Directions: Copy the stretch of the forum thread from "Foxy's Fall Century" through "or 72 miler.", substituting "fairly easy" for every occurrence of "pretty easy".

Selection:
# Norcal century



## Scott speedster (Aug 15, 2010)

I have been off my bike for almost 2 years and want to get back in shape and am looking for a beginer friendly century in Jan or feb in norcal. Thanks any training hints would be great also thanks


----------



## robwh9 (Sep 2, 2004)

Here's a ride list:

http://www.bbcnet.com/RideCalendar/default.aspx

Foxy's Fall Century and the Riverbank Cheese and Wine Century in October are pretty easy.

As for training you might try a few metric centuries first.


----------



## vontress (Jul 19, 2009)

Foxy is sooner than you wanted but suppose to be pretty easy. I'm doing it with a couple of friends that don't ride all that much anymore either. For training rides you can't beat "Worlds Most Beautiful Bike ride", around Lake Tahoe. It's easy as far as elevation change and you can do the 35 or 72 miler.


----------



## robwh9 (Sep 2, 2004)

Foxy's and Riverbank have metric century options, although I think they skip the good parts.

In regards to the ride list, check back in a few months to see if rides are added for January and February.


----------



## Scott speedster (Aug 15, 2010)

Thanks for the advice.... will check back....


----------



## rzims (Nov 15, 2005)

There's a fun metric in November in Lodi - yes, I know it's earlier than you hoped but would be good training.
It's well supported and completely flat
http://www.deltavelo.com/giro_d_vino.html


----------

Location identification entries:

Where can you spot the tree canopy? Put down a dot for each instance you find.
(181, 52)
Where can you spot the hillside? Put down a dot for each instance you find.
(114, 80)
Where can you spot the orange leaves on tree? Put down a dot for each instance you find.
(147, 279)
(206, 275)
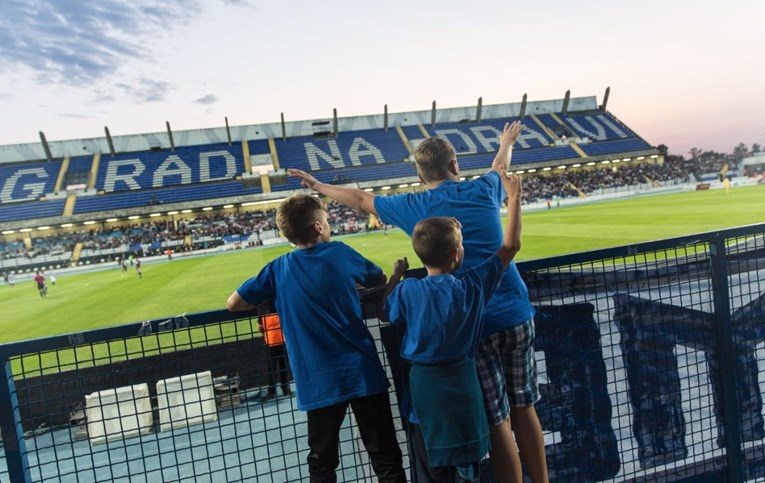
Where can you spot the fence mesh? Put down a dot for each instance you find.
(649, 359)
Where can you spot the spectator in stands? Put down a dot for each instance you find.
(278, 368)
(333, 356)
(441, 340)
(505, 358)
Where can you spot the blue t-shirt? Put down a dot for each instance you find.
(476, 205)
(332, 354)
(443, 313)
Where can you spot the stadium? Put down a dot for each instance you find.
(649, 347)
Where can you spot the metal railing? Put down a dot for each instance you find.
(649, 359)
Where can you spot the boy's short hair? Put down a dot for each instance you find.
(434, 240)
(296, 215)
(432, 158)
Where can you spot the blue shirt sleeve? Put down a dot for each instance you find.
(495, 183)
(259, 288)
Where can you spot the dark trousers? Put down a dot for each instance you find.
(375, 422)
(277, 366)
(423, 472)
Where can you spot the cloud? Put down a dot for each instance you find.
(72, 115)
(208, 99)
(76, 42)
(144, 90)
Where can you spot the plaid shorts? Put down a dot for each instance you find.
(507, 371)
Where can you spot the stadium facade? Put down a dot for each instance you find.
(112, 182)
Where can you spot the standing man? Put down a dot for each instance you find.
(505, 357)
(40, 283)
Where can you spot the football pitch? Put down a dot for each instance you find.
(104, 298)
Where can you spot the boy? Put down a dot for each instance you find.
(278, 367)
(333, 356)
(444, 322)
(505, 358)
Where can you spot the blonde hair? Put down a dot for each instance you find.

Written response:
Foxy's Fall Century and the Riverbank Cheese and Wine Century in October are fairly easy.

As for training you might try a few metric centuries first.


----------



## vontress (Jul 19, 2009)

Foxy is sooner than you wanted but suppose to be fairly easy. I'm doing it with a couple of friends that don't ride all that much anymore either. For training rides you can't beat "Worlds Most Beautiful Bike ride", around Lake Tahoe. It's easy as far as elevation change and you can do the 35 or 72 miler.